[Referring expression data]
━━━━━━━━━━

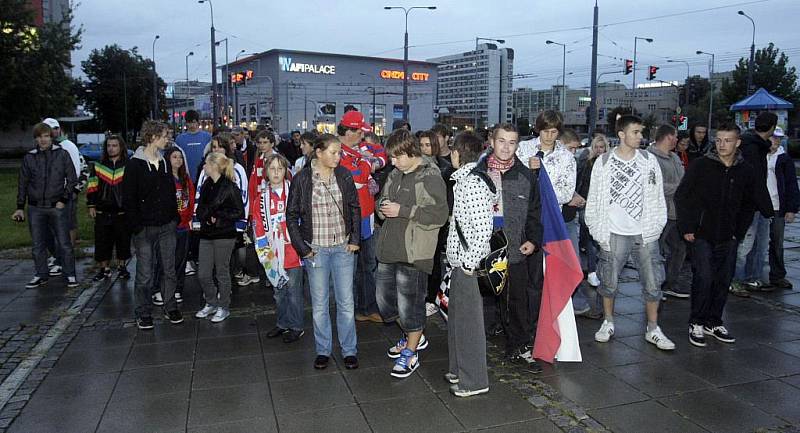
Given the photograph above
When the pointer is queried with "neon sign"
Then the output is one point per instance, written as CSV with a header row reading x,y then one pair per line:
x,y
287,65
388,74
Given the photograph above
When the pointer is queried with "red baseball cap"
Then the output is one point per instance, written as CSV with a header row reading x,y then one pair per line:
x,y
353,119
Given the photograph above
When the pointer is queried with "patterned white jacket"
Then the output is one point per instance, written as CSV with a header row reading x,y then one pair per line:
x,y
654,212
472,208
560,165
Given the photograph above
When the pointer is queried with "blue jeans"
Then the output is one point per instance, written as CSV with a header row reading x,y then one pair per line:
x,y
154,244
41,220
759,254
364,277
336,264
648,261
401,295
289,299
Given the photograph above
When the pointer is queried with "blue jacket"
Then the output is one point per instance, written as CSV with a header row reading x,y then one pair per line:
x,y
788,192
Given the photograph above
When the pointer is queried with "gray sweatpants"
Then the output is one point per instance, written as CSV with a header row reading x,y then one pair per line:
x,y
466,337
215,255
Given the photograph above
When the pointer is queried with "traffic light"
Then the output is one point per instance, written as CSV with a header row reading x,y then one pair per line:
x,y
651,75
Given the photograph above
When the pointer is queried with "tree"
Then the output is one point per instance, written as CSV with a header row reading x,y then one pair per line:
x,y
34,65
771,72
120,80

━━━━━━━━━━

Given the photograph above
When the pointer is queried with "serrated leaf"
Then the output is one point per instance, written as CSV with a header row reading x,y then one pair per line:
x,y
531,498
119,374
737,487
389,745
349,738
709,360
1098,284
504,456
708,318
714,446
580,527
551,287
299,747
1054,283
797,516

━━━━━━━━━━

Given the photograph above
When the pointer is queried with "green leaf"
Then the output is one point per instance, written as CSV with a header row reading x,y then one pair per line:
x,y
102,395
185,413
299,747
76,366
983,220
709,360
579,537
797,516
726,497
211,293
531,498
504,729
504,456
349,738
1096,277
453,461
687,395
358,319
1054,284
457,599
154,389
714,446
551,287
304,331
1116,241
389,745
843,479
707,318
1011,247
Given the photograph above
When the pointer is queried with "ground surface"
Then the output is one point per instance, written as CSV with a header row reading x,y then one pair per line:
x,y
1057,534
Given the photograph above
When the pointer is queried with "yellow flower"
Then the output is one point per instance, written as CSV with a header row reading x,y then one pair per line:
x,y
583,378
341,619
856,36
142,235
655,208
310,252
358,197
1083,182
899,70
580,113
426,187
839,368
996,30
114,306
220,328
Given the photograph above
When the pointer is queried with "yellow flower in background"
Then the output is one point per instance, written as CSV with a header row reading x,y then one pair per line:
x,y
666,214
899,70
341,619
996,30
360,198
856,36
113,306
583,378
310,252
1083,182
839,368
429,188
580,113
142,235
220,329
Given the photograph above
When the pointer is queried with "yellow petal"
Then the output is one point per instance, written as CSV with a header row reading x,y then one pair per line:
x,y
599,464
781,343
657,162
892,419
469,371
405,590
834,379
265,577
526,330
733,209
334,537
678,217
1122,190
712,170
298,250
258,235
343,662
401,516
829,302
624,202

━━━━━━━━━━

[EXERCISE DETAILS]: Would you copy out each line of the records above where the word "leaf" occurs?

[RESULT OF THE TASK]:
When the pointer is queried with "serrated leaf"
When the pointer is queried with "green leaf"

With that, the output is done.